Dataset records:
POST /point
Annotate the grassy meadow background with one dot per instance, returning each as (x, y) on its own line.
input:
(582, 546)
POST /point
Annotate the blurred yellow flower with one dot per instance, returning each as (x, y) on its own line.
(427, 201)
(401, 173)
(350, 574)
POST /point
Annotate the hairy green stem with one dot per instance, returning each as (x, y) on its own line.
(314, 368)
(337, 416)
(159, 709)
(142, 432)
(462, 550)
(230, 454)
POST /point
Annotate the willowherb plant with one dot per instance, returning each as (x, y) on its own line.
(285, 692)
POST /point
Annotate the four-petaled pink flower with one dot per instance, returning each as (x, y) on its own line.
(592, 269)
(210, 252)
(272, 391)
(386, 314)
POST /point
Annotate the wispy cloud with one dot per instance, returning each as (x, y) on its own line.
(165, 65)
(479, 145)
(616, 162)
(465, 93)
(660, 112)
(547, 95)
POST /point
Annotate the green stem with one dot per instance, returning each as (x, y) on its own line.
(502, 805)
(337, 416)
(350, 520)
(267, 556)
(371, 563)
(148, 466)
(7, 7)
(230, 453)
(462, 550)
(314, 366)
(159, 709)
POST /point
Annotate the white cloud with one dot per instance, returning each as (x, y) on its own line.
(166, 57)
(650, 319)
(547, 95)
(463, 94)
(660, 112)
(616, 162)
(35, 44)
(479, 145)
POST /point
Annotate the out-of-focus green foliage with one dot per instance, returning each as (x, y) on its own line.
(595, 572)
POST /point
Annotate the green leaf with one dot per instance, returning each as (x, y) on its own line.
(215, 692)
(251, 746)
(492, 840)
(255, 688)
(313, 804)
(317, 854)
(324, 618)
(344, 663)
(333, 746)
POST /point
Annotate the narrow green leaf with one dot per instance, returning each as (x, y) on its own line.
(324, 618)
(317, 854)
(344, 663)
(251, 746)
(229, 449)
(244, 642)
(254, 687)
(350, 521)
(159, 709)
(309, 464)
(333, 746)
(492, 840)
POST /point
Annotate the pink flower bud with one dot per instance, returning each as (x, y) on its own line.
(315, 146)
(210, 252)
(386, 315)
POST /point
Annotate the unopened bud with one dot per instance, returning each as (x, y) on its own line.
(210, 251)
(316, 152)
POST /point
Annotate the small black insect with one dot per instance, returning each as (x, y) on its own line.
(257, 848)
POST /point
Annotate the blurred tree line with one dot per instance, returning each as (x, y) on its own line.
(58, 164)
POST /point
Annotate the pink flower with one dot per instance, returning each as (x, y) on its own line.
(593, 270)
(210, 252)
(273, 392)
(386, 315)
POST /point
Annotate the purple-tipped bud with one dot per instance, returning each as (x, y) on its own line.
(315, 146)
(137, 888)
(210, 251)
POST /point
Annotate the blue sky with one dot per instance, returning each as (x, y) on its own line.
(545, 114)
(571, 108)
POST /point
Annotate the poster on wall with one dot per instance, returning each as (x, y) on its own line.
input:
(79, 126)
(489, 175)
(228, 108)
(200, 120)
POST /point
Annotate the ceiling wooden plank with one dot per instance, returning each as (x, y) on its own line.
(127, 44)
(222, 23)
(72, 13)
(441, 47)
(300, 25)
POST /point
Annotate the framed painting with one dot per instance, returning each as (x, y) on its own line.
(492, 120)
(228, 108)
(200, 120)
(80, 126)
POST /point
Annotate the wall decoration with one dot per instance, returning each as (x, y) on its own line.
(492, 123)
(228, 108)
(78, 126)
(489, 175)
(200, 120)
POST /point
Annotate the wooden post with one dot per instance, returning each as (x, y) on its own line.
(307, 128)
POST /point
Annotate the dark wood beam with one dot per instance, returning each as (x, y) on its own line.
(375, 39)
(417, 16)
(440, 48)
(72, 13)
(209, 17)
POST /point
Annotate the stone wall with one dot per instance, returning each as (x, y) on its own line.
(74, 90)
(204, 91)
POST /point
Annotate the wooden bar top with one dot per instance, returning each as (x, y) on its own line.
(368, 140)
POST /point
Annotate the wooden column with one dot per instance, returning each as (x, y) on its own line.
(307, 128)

Work item:
From the first line to the last, give the data again exactly.

Output below:
POST /point
Annotate the grassy meadow background with one dot per instance, returning each as (x, y) on its own line.
input:
(582, 546)
POST /point
Annotate the blurred yellow flower with one dot per instance, returning each as (x, y) on its own line.
(427, 201)
(401, 173)
(350, 574)
POST /point
Annotate the hairy green stem with one dot per instance, returning each as (x, y) on its own line.
(314, 368)
(337, 416)
(159, 709)
(142, 432)
(462, 550)
(230, 454)
POST /point
Annotate the willowherb plant with one dot per instance, returning each as (x, y) on its own line.
(285, 692)
POST /point
Annotate the four-petaled pink flower with one dot per instance, returning each as (x, y) on its own line.
(592, 269)
(210, 252)
(272, 391)
(386, 314)
POST /point
Annotate the wispy cloud with one dot per instance, returning each as (x, y) on its own line.
(165, 65)
(479, 145)
(616, 162)
(465, 93)
(660, 112)
(547, 95)
POST /point
Annotate the green stem with one dot per instance, returning each as (x, y) on its own line.
(502, 805)
(337, 416)
(350, 520)
(267, 556)
(371, 563)
(148, 466)
(7, 7)
(230, 453)
(462, 550)
(314, 366)
(159, 709)
POST /point
Annotate the white cloud with one dot per instance, returning each as (x, y) on its own line.
(166, 57)
(650, 319)
(547, 95)
(463, 94)
(660, 112)
(616, 162)
(35, 44)
(479, 145)
POST /point
Annotate the out-of-focus green foliage with one dot per instance, returning each as (x, y) on its own line.
(595, 572)
POST /point
Annotate the green leaf with one dot per instance, returning each as (x, y) on its own line.
(215, 692)
(251, 746)
(492, 840)
(255, 688)
(313, 804)
(317, 854)
(324, 618)
(344, 663)
(333, 746)
POST /point
Annotate the narrow green leaf with one dot per instance, returning each as (x, y) on its own line.
(324, 618)
(317, 854)
(344, 663)
(251, 746)
(229, 449)
(244, 642)
(254, 687)
(350, 521)
(159, 709)
(309, 464)
(333, 746)
(492, 840)
POST /point
Annotate the pink flower bud with one dot per instance, returning each as (x, y) on its own line.
(315, 146)
(210, 252)
(386, 315)
POST /point
Annotate the unopened bud with one dot per instance, returning each as (x, y) on its own line.
(210, 251)
(316, 152)
POST /point
Annotate the small black insect with one dot per instance, returning each as (x, y) on its own line.
(257, 848)
POST /point
Annotate the blurred tree line with one dot per instance, returning each as (x, y) on its own line.
(58, 164)
POST /point
Annotate the pink flower with one dot per instance, returning each as (x, y) on its own line.
(593, 270)
(210, 252)
(273, 392)
(386, 315)
POST /point
Annotate the purple-tipped bud with one dot per instance, returning each as (x, y) on its own line.
(315, 146)
(137, 888)
(210, 251)
POST /point
Annotate the blue sky with one dot per instance, returning each as (x, y) on its own line.
(545, 114)
(571, 108)
POST /point
Annotate the poster on wall with one dot per instance, returning each as (x, y) on its own line.
input:
(79, 126)
(489, 175)
(228, 108)
(200, 120)
POST /point
Annotate the ceiling wooden plank with one dot per instance, returning each as (x, y) on its own line.
(127, 44)
(222, 23)
(72, 13)
(441, 47)
(300, 25)
POST /point
Annotate the framed painting with one dot per instance, returning each as (x, y) on its own line.
(492, 120)
(228, 108)
(200, 120)
(80, 126)
POST /point
Annotate the wall decoration with one dot per instance, returning each as (x, y) on its own line.
(492, 123)
(228, 108)
(78, 126)
(489, 175)
(200, 120)
POST /point
Annotate the wooden post with one dot per instance, returning each as (x, y) on its own line.
(307, 128)
POST /point
Annotate the dark wood beam with one dot per instance, returning each as (x, y) on its own line.
(375, 39)
(417, 16)
(440, 48)
(72, 13)
(209, 17)
POST /point
Annotate the stone wall with one dot per instance, returning each as (x, y) on its own line.
(74, 90)
(204, 91)
POST /point
Annotate the wooden bar top with one dot per instance, returning each as (x, y) on its own line.
(368, 140)
POST /point
Annotate the wooden column with one dot per instance, returning each as (x, y) on its own line.
(307, 128)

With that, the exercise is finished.